Repeat nothing but the line containing "of the knot" and the lines that follow it, up to and including the last line of the data below.

=-=-=

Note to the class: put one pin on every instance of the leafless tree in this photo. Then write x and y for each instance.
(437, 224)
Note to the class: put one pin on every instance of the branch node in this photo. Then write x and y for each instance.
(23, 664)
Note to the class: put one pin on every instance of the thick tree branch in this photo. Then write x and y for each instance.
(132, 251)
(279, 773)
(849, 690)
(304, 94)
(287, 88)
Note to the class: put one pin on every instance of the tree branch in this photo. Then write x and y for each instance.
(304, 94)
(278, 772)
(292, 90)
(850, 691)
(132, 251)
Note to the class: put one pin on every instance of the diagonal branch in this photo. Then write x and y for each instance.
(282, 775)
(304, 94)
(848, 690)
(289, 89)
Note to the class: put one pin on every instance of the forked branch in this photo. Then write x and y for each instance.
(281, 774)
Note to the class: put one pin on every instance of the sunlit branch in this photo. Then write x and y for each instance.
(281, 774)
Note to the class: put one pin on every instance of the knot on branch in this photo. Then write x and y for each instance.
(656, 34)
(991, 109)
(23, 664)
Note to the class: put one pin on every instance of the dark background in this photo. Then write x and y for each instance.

=-=-=

◆ **EXPECTED OUTPUT**:
Note to the class: put one pin on every instance of the knot on branch in this photo. Then write x and y for each instance.
(656, 34)
(991, 109)
(23, 664)
Note to the class: put one pin on every instance of the dark background in this photo. Then write x and y for each instance.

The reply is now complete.